◆ **VORLIEGENDER TEXT**:
= = = = = = =

Autisten sind alle neurodivergent, egal in welcher Ausprägung. Da unterscheidet man nicht.

Kerze06  11.08.2025, 20:00
@VitaminaC

Genauso isses. Für die Leute die sich das nicht vorstellen können, die meisten Autisten sind wie Schauspieler im Umgang mit anderen Menschen. Falsches Lächeln, falsche Höflichkeitsfloskeln, falsches Vorspielen von positiven Emotionen. Oft haben Autisten keine oder nur ein Teil dieser vorgespielten Emotionen in dieser Situation.

Allerdings muss man differenzieren, Autisten haben Emotionen die auch stark oder noch stärker sein können als bei Neurotypen. Da das ständige Schauspielern zusätzlich zu anderen nicht änderbaren Belastungen auf Autisten einwirkt und es natürlich keine Möglichkeit gibt das in Alltag zu verhindern entwickeln viele Autisten Depressionen etc.

= = = = = = =

◆ **GEGEBENE DATEN**:
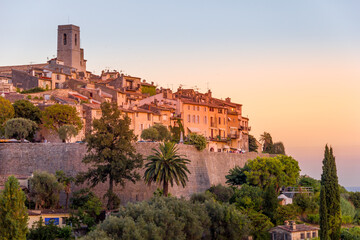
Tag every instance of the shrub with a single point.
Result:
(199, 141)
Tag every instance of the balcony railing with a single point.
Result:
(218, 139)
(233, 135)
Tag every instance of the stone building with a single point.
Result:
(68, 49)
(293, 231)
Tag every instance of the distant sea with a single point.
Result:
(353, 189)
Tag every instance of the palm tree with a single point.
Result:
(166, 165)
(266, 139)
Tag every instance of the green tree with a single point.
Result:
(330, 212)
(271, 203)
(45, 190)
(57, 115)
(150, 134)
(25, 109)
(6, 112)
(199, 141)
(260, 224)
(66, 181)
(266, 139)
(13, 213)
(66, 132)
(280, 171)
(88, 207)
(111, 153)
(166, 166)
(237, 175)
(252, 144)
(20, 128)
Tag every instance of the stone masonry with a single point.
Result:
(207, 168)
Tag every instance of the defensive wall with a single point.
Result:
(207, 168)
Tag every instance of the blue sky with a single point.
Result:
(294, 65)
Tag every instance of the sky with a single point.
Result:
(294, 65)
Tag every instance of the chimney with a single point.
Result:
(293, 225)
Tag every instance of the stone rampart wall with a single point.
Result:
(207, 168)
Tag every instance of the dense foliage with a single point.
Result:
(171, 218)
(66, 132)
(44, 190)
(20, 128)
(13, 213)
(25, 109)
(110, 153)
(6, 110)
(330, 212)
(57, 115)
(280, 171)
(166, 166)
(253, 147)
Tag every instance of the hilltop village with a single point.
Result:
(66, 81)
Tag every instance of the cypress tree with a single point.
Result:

= = = = = = =

◆ **AUFGABENLISTE**:
1. Womit vergleicht der vorliegende Text die meisten Autisten im Umgang mit anderen Menschen?
2. Geben Sie aus dem vorliegenden Text den Abschnitt von „Autisten sind alle“ bis einschließlich „in dieser Situation.“ wortgetreu wieder.

◆ **LÖSUNGEN**:
1. Mit Schauspielern.

2.
Autisten sind alle neurodivergent, egal in welcher Ausprägung. Da unterscheidet man nicht.

Kerze06  11.08.2025, 20:00
@VitaminaC

Genauso isses. Für die Leute die sich das nicht vorstellen können, die meisten Autisten sind wie Schauspieler im Umgang mit anderen Menschen. Falsches Lächeln, falsche Höflichkeitsfloskeln, falsches Vorspielen von positiven Emotionen. Oft haben Autisten keine oder nur ein Teil dieser vorgespielten Emotionen in dieser Situation.